# [TASK INSTRUCTIONS]
Lay out the material as a Markdown table with two columns, Num and Content: Num holds the row number and Content holds the line. Leave out blank lines.

(Location identification entries)

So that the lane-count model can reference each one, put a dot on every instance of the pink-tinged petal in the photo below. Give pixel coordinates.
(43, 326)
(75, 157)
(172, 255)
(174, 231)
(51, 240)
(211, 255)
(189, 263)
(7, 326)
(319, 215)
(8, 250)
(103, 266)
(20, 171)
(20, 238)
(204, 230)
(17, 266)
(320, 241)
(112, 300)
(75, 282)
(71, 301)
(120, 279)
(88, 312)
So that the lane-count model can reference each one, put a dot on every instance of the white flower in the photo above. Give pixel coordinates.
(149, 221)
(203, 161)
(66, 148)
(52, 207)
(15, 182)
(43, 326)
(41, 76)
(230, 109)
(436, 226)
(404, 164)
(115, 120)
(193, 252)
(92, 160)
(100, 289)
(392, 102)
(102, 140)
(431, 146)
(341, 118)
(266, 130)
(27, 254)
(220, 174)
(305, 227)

# [COMPLETE ANSWER]
| Num | Content |
|---|---|
| 1 | So that the lane-count model can reference each one, put a dot on every instance of the pink-tinged petal in the photo below. Give pixel coordinates. |
| 2 | (43, 326) |
| 3 | (75, 157) |
| 4 | (172, 255) |
| 5 | (174, 231) |
| 6 | (51, 240) |
| 7 | (211, 255) |
| 8 | (189, 263) |
| 9 | (7, 326) |
| 10 | (319, 215) |
| 11 | (8, 250) |
| 12 | (103, 266) |
| 13 | (20, 171) |
| 14 | (20, 238) |
| 15 | (204, 230) |
| 16 | (17, 266) |
| 17 | (320, 241) |
| 18 | (112, 300) |
| 19 | (75, 282) |
| 20 | (71, 301) |
| 21 | (120, 279) |
| 22 | (88, 312) |
| 23 | So that the lane-count model can reference each one, put a dot on every instance of the white flower in the photo above. Give pixel coordinates. |
| 24 | (149, 221) |
| 25 | (203, 161) |
| 26 | (66, 148) |
| 27 | (52, 207) |
| 28 | (15, 182) |
| 29 | (43, 326) |
| 30 | (41, 76) |
| 31 | (230, 109) |
| 32 | (436, 226) |
| 33 | (404, 164) |
| 34 | (115, 120) |
| 35 | (193, 252) |
| 36 | (92, 160) |
| 37 | (100, 289) |
| 38 | (392, 102) |
| 39 | (102, 140) |
| 40 | (431, 146) |
| 41 | (341, 118) |
| 42 | (266, 130) |
| 43 | (27, 254) |
| 44 | (220, 174) |
| 45 | (305, 227) |